§ Page text
·····

German physicist (1863–1906)

Paul Karl Ludwig Drude (/druːd/ drood; /de/; 12 July 1863 – 5 July 1906) was a German physicist specializing in optics. He is known for the Drude model.

== Biography ==
=== Education ===
Paul Karl Ludwig Drude was born on 12 July 1863 in Braunschweig. He began his studies in mathematics at the University of Göttingen, but later changed his major to physics. In 1887, he received his Ph.D. under Woldemar Voigt with a thesis on the reflection and diffraction of light in crystals.

Drude graduated the year Heinrich Hertz began publishing his findings from his experiments on the electromagnetic theories of James Clerk Maxwell, thus Drude began his career at the time Maxwell's theories were being introduced into Germany.

=== Career and research ===
In 1894, Drude became professor extraordinarius at the University of Leipzig. The same year, he married Emilie Regelsberger, with whom he had 4 children.

His first experiments were the determination of the optical constants of various solids, measured to unprecedented levels of accuracy. He then worked to derive relationships between the optical and electrical constants and the physical structure of substances. In 1894, he was responsible for introducing the symbol c for the speed of light in a perfect vacuum.

Toward the end of his tenure at Leipzig, Drude was invited to write a textbook on optics, which he accepted. The book, Lehrbuch der Optik, published in 1900, brought together the formerly distinct subjects of electricity and optics, which was cited by Drude as an "epoch-making advance in natural science".

·····

§ Work order A
Decide whether each of these statements agrees with the text about Paul Drude, answering yes or no and quoting the words from the text that settle it: (i) Drude began his university studies in physics. (ii) Drude introduced the symbol c for the speed of light in a perfect vacuum in 1894. (iii) Drude and Emilie Regelsberger had three children.
§ Work order B
Carry on the text about Paul Drude, starting after its final sentence.

§ Items listed in a dataset
·····

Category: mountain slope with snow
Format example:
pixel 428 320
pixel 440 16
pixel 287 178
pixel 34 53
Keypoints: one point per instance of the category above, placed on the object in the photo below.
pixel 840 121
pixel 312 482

·····

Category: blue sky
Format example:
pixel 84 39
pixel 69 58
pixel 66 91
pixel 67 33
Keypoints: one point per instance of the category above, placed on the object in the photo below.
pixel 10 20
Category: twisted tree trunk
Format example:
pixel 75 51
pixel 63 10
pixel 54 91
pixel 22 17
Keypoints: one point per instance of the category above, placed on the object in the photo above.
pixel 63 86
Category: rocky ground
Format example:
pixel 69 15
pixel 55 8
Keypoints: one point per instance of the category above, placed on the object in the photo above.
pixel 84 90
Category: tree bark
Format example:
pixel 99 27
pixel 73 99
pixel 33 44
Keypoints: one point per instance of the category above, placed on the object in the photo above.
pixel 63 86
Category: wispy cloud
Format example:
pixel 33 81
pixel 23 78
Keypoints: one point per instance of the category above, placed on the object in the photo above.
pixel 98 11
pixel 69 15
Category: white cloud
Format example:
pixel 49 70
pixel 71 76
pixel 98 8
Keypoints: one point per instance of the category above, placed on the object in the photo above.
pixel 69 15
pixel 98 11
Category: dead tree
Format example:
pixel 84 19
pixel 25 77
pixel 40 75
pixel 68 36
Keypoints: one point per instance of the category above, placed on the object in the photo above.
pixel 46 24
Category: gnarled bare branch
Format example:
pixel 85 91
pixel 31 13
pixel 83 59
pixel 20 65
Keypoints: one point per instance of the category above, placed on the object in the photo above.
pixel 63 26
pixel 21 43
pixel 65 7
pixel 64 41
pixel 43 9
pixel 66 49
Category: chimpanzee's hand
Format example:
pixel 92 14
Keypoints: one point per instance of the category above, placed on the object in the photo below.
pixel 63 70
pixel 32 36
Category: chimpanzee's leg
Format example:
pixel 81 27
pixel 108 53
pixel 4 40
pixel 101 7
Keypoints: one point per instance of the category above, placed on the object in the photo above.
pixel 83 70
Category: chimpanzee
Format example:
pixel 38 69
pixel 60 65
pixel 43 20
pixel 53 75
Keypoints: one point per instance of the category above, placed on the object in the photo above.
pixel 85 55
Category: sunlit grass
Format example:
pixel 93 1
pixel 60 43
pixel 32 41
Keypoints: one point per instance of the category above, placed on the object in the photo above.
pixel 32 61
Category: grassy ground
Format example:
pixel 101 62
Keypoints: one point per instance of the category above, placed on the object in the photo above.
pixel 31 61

·····

§ Exercise result A
(i) No: "He began his studies in mathematics at the University of Göttingen, but later changed his major to physics."
(ii) Yes: "In 1894, he was responsible for introducing the symbol c for the speed of light in a perfect vacuum."
(iii) No: "with whom he had 4 children."

§ Exercise result B
In 1900, Drude became the editor of Annalen der Physik, the most respected physics journal at that time. The same year, he developed a powerful model to explain the thermal, electrical, and optical properties of matter; this is known as the Drude model. In 1901, he was appointed Professor Ordinarius of Physics at the University of Giessen.

In 1905, Drude became Director of the Physics Institute at the University of Berlin. In 1906, at the height of his career, he became a Member of the Prussian Academy of Sciences. A few days after his inauguration lecture, for inexplicable reasons, he committed suicide. He was survived by his wife and children.

== Honors ==
- Drude crater on the Moon is named after him.
- The Paul Drude Institute, in Berlin, was established in his honor.

== Books ==
- Lehrbuch der Optik, Leipzig, 1906.